*** Opening of INFORMATION GIVEN ***

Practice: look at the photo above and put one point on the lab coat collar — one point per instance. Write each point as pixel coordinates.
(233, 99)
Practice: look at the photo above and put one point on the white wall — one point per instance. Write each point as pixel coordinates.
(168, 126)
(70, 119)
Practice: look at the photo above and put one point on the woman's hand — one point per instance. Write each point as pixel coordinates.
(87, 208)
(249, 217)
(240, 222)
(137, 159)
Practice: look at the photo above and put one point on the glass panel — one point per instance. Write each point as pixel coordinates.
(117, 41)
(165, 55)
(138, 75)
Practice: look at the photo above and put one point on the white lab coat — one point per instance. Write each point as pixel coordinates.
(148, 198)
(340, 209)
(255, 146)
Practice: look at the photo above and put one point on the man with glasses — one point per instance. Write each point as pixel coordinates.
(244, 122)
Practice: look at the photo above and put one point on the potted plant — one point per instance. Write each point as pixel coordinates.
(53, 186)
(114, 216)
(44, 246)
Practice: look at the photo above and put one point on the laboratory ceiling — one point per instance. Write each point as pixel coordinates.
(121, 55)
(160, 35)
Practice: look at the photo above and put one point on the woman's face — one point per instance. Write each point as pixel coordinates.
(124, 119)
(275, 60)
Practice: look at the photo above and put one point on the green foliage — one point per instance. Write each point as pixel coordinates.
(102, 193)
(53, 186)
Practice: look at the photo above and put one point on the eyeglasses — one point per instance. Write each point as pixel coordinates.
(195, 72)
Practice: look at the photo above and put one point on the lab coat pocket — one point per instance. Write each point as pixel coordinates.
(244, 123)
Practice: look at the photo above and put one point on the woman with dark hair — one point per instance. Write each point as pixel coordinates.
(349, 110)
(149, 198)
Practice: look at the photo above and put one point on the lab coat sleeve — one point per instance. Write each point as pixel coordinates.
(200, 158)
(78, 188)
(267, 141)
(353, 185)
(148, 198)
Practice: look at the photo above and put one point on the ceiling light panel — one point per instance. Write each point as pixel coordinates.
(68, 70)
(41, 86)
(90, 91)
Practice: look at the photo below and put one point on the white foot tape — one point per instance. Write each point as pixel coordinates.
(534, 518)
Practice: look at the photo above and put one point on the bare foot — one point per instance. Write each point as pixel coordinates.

*** Close of INFORMATION GIVEN ***

TASK OBJECTIVE » Repeat the listing. Keep each line precisely as shown.

SOLUTION FOR THIS EXERCISE »
Practice: look at the photo above and put one point on the lab coat collar — one point per instance. Write each point as pixel coordinates.
(233, 99)
Practice: look at the photo above and put one point on the white wall — one point per instance. Write each point as pixel coordinates.
(168, 126)
(70, 119)
Practice: look at the photo above and put one point on the woman's hand — one point per instance. Write each point as pixel coordinates.
(87, 208)
(249, 217)
(240, 222)
(137, 159)
Practice: look at the photo above and put one point on the glass panel — one point per instance. Write each point as pixel coordinates.
(117, 41)
(165, 55)
(138, 75)
Practice: look at the photo above and put one point on the white lab coat — one point per instance. Write each point as pixel coordinates.
(148, 198)
(340, 209)
(255, 146)
Practice: look at the photo above and put one point on the man with glasses — one point per instance. Write each point as pixel coordinates.
(244, 122)
Practice: look at the photo above and put one point on the potted plant — one point per instance. Write each point as pixel coordinates.
(53, 186)
(114, 216)
(44, 246)
Practice: look at the photo above and put one point on the laboratory ceiling — one point per instance. Write each point as pixel coordinates.
(121, 55)
(160, 35)
Practice: look at the photo above and put one point on the woman's face — one point per instance. Write each point as pixel coordinates.
(124, 119)
(275, 60)
Practice: look at the photo above and put one point on the green foliage — one point per instance. Write each point as pixel coordinates.
(102, 193)
(53, 186)
Practice: look at the photo above and put one point on the eyeglasses — one point per instance. Write each point as pixel coordinates.
(195, 72)
Practice: look at the photo above and put one point on the lab coat pocket — one point per instance. Write each point as pixel coordinates.
(244, 123)
Practice: look at the photo above and put one point on the woman with dark hair — one point per instance. Write each point as pixel coordinates.
(349, 110)
(149, 198)
Practice: look at the photo above and put one point on the lab coat sleeve — one point per instance. Write each point as pixel coordinates.
(200, 158)
(78, 188)
(267, 141)
(353, 185)
(148, 198)
Practice: look at the photo above and put one point on the ceiling light panel — one point per instance. Write each point as pixel coordinates.
(68, 70)
(41, 86)
(90, 91)
Practice: look at the photo below and put one point on the white foot tape — one point per instance. Write each point as pixel coordinates.
(534, 518)
Practice: look at the photo above and put one point on the bare foot — one point per instance. Write each point as pixel coordinates.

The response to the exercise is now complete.